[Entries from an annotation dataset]

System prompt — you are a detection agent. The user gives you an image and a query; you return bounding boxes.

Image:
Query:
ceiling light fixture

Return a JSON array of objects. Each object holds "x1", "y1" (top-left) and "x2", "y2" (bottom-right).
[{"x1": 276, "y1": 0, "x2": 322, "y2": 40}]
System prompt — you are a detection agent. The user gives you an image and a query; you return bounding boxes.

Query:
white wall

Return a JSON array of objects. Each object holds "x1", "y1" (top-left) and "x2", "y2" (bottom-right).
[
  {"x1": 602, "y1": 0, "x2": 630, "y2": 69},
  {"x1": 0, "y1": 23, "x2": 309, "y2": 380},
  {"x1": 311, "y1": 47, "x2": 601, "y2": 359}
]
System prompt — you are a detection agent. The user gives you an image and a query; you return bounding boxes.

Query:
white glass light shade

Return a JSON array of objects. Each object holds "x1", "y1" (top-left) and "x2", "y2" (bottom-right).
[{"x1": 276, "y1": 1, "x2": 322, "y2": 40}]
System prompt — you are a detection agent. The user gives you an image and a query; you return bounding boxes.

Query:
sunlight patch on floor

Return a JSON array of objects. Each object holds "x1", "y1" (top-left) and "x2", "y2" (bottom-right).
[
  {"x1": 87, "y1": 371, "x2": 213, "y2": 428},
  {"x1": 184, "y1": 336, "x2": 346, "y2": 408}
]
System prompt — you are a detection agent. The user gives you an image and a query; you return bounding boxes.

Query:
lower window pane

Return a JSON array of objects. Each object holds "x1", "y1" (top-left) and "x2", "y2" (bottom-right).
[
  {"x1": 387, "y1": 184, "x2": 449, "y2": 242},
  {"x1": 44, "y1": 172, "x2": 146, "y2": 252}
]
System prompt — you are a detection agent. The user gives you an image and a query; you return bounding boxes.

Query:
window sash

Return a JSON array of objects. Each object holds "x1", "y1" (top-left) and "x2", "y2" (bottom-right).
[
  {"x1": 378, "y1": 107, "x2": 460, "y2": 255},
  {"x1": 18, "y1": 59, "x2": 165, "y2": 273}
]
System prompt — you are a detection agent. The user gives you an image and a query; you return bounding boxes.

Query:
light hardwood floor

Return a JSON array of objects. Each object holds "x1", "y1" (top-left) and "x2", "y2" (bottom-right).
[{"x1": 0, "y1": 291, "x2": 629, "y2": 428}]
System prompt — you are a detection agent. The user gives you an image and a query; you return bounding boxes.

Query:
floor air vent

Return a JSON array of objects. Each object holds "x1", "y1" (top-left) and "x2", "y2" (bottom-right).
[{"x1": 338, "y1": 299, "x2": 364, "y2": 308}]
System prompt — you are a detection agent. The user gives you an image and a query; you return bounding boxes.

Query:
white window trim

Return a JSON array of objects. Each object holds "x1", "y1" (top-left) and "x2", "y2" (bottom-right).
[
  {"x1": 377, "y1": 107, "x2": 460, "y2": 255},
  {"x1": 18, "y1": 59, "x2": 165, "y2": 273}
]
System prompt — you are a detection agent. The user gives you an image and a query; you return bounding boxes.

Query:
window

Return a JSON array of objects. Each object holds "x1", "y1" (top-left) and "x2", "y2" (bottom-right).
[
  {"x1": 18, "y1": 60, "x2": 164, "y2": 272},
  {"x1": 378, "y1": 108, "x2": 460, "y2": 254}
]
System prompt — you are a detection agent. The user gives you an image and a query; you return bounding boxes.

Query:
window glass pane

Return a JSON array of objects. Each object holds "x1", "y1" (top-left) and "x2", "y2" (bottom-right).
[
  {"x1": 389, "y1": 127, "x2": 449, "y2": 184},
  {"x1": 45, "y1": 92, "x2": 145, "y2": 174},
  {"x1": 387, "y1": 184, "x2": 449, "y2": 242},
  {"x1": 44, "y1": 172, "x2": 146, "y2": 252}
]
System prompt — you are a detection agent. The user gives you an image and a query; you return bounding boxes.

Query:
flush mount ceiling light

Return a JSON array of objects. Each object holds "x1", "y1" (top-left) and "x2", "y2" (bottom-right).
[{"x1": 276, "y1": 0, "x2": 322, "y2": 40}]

**WRITTEN EXERCISE**
Identify every line in the items that contains the word "white", and copy each of those lines. Match case exactly.

**ANSWER**
white wall
white glass light shade
white window trim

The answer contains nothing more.